Source excerpt -
** start **
Hard to believe we're almost as bad as the Charlotte Bobcats, isn't it?


----------



## Premier (Oct 30, 2003)

We'll blow them out (let's hope I don't jinx the Celtics). The Bobcats have no frontcourt whatsoever. Let Al Jefferson and Mark Blount do their thing on offense and we'll be fine. Who is going to stop Pierce and Ricky Davis once they get by Gerald Wallace or Bernard Robinson and Kareem Rush respectively? Primoz Brezec certainly won't.


----------



## Premier (Oct 30, 2003)

What the **** is wrong with FSNE? It's showing the PSU-FSU game with a Total Football bottomline. Mike and Tommy's voice is there though.


----------



## KingHandles (Mar 19, 2005)

Haha Lant called it. First possesion, Mark got a turnover.


----------



## Premier (Oct 30, 2003)

I cannot even watch this game; only listen to it.

:curse:


----------



## KingHandles (Mar 19, 2005)

Premier said:


> I cannot even watch this game; only listen to it.
> 
> :curse:


It's working fine for me...

West had a great block/tip to himself/ assist to Davis


----------



## KingHandles (Mar 19, 2005)

Two turnovers on Blount for two 3 second calls.

Brezec is the only Bobcat to score, he has all 8....


----------



## Premier (Oct 30, 2003)

eh...I give up. I don't want to listen to Mike and Tommy.

Now I know what P-Dub goes through.


----------



## KingHandles (Mar 19, 2005)

Primoz is lighting it up...6/7 for 12 points.

Raef comes in for Al instead of Blount :curse:


----------



## KingHandles (Mar 19, 2005)

Raef hits his first shot of the game which is a 3...

Felton hits

21-20 C's


Raef hits off Paul's pass

23-20


----------



## KingHandles (Mar 19, 2005)

I would be willing to say Pierce is one of, if not the best penatration player in the NBA.

Perk in, finially.


----------



## KingHandles (Mar 19, 2005)

Awww...Beautifull drive by Pierce with 1 second left in the quarter...Hits the shot and gets fouled...

Foul shot = good


----------



## KingHandles (Mar 19, 2005)

28-23 C's at the end of the first...


----------



## KingHandles (Mar 19, 2005)

BBB has been messing up on me lately...:curse:

Ricky opened the 2nd with a 3 followed by a throw down on the next possesion...

Bobcats went on a 7-0 run...

36-35 C's


----------



## KingHandles (Mar 19, 2005)
** end **
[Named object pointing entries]
** start **
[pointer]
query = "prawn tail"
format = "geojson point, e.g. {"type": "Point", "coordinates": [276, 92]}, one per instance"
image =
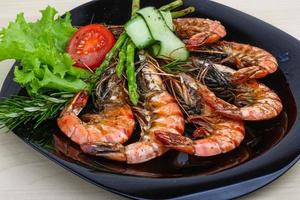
{"type": "Point", "coordinates": [176, 141]}
{"type": "Point", "coordinates": [104, 149]}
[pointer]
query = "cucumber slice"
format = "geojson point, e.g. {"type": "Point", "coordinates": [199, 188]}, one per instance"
{"type": "Point", "coordinates": [139, 32]}
{"type": "Point", "coordinates": [171, 47]}
{"type": "Point", "coordinates": [168, 18]}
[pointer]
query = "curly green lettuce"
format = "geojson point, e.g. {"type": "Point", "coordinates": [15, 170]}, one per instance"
{"type": "Point", "coordinates": [40, 47]}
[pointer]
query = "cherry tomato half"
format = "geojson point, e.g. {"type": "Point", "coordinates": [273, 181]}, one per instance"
{"type": "Point", "coordinates": [89, 45]}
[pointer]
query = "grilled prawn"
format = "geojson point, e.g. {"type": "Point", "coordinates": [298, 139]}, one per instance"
{"type": "Point", "coordinates": [158, 114]}
{"type": "Point", "coordinates": [216, 134]}
{"type": "Point", "coordinates": [113, 124]}
{"type": "Point", "coordinates": [256, 101]}
{"type": "Point", "coordinates": [252, 62]}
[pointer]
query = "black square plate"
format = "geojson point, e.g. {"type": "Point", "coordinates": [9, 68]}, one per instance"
{"type": "Point", "coordinates": [260, 160]}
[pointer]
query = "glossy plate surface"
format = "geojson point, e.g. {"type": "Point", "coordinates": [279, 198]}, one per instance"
{"type": "Point", "coordinates": [269, 150]}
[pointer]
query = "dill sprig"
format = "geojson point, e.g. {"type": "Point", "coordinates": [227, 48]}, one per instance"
{"type": "Point", "coordinates": [16, 110]}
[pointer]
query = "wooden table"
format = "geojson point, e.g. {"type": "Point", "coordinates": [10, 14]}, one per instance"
{"type": "Point", "coordinates": [26, 174]}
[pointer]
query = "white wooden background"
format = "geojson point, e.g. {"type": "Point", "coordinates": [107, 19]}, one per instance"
{"type": "Point", "coordinates": [25, 174]}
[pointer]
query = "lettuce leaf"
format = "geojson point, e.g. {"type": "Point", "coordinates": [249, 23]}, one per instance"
{"type": "Point", "coordinates": [41, 49]}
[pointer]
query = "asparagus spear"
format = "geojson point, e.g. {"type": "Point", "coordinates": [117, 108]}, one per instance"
{"type": "Point", "coordinates": [130, 73]}
{"type": "Point", "coordinates": [122, 60]}
{"type": "Point", "coordinates": [172, 5]}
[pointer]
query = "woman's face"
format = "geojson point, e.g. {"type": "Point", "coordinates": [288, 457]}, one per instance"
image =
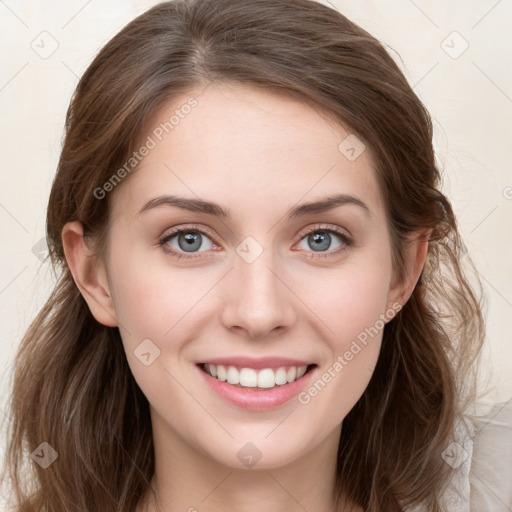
{"type": "Point", "coordinates": [264, 281]}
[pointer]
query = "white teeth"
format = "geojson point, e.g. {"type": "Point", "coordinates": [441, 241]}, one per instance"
{"type": "Point", "coordinates": [251, 378]}
{"type": "Point", "coordinates": [233, 376]}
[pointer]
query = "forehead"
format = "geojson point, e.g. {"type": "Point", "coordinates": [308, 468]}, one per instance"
{"type": "Point", "coordinates": [248, 146]}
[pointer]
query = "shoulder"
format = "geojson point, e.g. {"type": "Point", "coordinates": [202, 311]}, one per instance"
{"type": "Point", "coordinates": [491, 463]}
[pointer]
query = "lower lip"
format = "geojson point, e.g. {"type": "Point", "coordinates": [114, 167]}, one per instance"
{"type": "Point", "coordinates": [257, 399]}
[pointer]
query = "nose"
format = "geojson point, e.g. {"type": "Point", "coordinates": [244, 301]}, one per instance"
{"type": "Point", "coordinates": [256, 298]}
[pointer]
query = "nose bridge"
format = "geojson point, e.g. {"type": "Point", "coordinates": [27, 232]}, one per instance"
{"type": "Point", "coordinates": [257, 300]}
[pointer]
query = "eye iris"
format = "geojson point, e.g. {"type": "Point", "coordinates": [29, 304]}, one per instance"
{"type": "Point", "coordinates": [192, 241]}
{"type": "Point", "coordinates": [321, 240]}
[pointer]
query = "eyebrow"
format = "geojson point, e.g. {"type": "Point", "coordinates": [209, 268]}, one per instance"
{"type": "Point", "coordinates": [211, 208]}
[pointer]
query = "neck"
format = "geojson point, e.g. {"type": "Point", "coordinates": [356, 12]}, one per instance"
{"type": "Point", "coordinates": [186, 480]}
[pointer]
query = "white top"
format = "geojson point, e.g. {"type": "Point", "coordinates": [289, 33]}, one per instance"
{"type": "Point", "coordinates": [481, 457]}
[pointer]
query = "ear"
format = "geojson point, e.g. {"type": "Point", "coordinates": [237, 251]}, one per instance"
{"type": "Point", "coordinates": [89, 274]}
{"type": "Point", "coordinates": [415, 254]}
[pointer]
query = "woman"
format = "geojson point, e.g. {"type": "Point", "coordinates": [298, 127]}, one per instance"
{"type": "Point", "coordinates": [260, 303]}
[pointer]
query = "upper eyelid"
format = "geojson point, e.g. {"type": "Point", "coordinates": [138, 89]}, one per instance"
{"type": "Point", "coordinates": [316, 227]}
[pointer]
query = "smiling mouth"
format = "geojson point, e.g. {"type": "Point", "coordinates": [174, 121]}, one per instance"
{"type": "Point", "coordinates": [264, 378]}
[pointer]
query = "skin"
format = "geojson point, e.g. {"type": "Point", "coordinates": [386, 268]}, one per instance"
{"type": "Point", "coordinates": [257, 154]}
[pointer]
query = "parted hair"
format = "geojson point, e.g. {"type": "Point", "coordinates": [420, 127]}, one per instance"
{"type": "Point", "coordinates": [71, 384]}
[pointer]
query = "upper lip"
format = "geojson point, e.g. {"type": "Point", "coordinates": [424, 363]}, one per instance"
{"type": "Point", "coordinates": [256, 363]}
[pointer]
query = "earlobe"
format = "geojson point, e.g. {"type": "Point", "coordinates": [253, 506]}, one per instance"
{"type": "Point", "coordinates": [415, 254]}
{"type": "Point", "coordinates": [89, 274]}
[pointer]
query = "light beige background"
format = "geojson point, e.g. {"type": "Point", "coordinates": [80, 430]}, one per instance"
{"type": "Point", "coordinates": [469, 96]}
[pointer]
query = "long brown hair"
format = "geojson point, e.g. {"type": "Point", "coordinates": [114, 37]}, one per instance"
{"type": "Point", "coordinates": [72, 386]}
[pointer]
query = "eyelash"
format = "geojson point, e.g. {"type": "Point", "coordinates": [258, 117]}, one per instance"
{"type": "Point", "coordinates": [343, 236]}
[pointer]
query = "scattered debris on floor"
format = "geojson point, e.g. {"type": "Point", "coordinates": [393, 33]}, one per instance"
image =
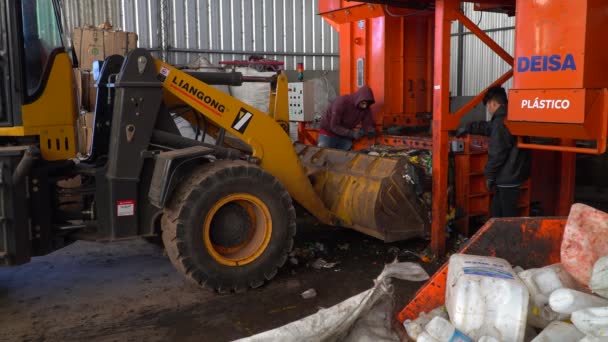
{"type": "Point", "coordinates": [321, 263]}
{"type": "Point", "coordinates": [367, 316]}
{"type": "Point", "coordinates": [308, 294]}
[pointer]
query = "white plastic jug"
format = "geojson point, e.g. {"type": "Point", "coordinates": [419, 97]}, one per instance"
{"type": "Point", "coordinates": [487, 339]}
{"type": "Point", "coordinates": [484, 297]}
{"type": "Point", "coordinates": [590, 338]}
{"type": "Point", "coordinates": [567, 301]}
{"type": "Point", "coordinates": [541, 282]}
{"type": "Point", "coordinates": [425, 337]}
{"type": "Point", "coordinates": [559, 332]}
{"type": "Point", "coordinates": [416, 327]}
{"type": "Point", "coordinates": [599, 277]}
{"type": "Point", "coordinates": [443, 331]}
{"type": "Point", "coordinates": [592, 321]}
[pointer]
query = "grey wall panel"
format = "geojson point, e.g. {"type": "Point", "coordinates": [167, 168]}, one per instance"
{"type": "Point", "coordinates": [287, 30]}
{"type": "Point", "coordinates": [482, 66]}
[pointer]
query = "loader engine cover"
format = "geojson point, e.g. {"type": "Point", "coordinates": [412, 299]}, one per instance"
{"type": "Point", "coordinates": [373, 195]}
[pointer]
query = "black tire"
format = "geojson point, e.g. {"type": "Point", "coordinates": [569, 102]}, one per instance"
{"type": "Point", "coordinates": [184, 225]}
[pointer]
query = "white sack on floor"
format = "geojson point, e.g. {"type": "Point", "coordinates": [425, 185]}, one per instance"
{"type": "Point", "coordinates": [364, 317]}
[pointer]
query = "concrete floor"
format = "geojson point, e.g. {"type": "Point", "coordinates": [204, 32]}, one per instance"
{"type": "Point", "coordinates": [129, 291]}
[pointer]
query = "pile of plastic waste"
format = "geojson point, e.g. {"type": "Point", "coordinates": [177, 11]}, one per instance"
{"type": "Point", "coordinates": [489, 300]}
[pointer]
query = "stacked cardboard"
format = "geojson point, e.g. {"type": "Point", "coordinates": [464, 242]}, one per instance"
{"type": "Point", "coordinates": [94, 44]}
{"type": "Point", "coordinates": [86, 123]}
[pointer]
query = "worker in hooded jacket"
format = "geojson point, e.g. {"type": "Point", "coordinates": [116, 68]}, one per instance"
{"type": "Point", "coordinates": [338, 124]}
{"type": "Point", "coordinates": [508, 166]}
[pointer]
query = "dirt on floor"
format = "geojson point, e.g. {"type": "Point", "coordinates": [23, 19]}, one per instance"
{"type": "Point", "coordinates": [129, 290]}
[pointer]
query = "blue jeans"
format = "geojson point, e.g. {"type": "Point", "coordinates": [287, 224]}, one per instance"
{"type": "Point", "coordinates": [337, 143]}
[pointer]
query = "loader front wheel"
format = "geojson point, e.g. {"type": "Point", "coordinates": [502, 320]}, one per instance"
{"type": "Point", "coordinates": [229, 227]}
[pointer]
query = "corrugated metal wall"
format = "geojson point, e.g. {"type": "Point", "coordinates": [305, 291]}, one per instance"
{"type": "Point", "coordinates": [481, 66]}
{"type": "Point", "coordinates": [287, 30]}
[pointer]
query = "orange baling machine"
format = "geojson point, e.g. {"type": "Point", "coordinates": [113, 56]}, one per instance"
{"type": "Point", "coordinates": [561, 74]}
{"type": "Point", "coordinates": [402, 49]}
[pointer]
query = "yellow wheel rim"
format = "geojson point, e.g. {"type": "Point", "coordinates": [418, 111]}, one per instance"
{"type": "Point", "coordinates": [258, 236]}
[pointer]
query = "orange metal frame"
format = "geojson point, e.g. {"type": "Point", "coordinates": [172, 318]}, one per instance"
{"type": "Point", "coordinates": [447, 11]}
{"type": "Point", "coordinates": [391, 81]}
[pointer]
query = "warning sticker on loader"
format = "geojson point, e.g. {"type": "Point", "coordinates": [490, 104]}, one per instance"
{"type": "Point", "coordinates": [125, 208]}
{"type": "Point", "coordinates": [242, 120]}
{"type": "Point", "coordinates": [164, 73]}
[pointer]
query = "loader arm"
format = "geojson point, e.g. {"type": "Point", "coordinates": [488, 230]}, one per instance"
{"type": "Point", "coordinates": [270, 144]}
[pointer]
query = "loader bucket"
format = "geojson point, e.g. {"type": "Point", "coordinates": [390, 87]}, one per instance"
{"type": "Point", "coordinates": [525, 242]}
{"type": "Point", "coordinates": [372, 195]}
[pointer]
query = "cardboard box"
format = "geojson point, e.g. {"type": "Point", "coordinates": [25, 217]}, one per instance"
{"type": "Point", "coordinates": [87, 92]}
{"type": "Point", "coordinates": [86, 124]}
{"type": "Point", "coordinates": [93, 44]}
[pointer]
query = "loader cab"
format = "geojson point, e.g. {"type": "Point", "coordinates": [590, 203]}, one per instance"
{"type": "Point", "coordinates": [38, 99]}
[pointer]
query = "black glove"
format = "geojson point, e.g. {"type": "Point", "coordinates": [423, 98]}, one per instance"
{"type": "Point", "coordinates": [462, 131]}
{"type": "Point", "coordinates": [371, 134]}
{"type": "Point", "coordinates": [356, 134]}
{"type": "Point", "coordinates": [490, 183]}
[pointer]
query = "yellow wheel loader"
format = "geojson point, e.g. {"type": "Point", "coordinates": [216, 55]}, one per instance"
{"type": "Point", "coordinates": [225, 210]}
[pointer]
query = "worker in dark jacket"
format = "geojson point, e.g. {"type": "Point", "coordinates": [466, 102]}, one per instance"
{"type": "Point", "coordinates": [508, 166]}
{"type": "Point", "coordinates": [343, 115]}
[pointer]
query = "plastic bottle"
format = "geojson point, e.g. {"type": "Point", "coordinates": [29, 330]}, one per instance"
{"type": "Point", "coordinates": [559, 332]}
{"type": "Point", "coordinates": [443, 331]}
{"type": "Point", "coordinates": [416, 327]}
{"type": "Point", "coordinates": [484, 297]}
{"type": "Point", "coordinates": [541, 282]}
{"type": "Point", "coordinates": [585, 241]}
{"type": "Point", "coordinates": [599, 277]}
{"type": "Point", "coordinates": [566, 301]}
{"type": "Point", "coordinates": [592, 321]}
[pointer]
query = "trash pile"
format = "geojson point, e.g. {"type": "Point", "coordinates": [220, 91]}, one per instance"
{"type": "Point", "coordinates": [489, 300]}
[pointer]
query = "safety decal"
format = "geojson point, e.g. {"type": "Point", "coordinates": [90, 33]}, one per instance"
** end **
Your objective - Transcribe the forum thread from "Raef hits off" up to and including "in the NBA.". These entries were drawn from a separate source.

Complete answer -
Raef hits off Paul's pass

23-20


----------



## KingHandles (Mar 19, 2005)

I would be willing to say Pierce is one of, if not the best penatration player in the NBA.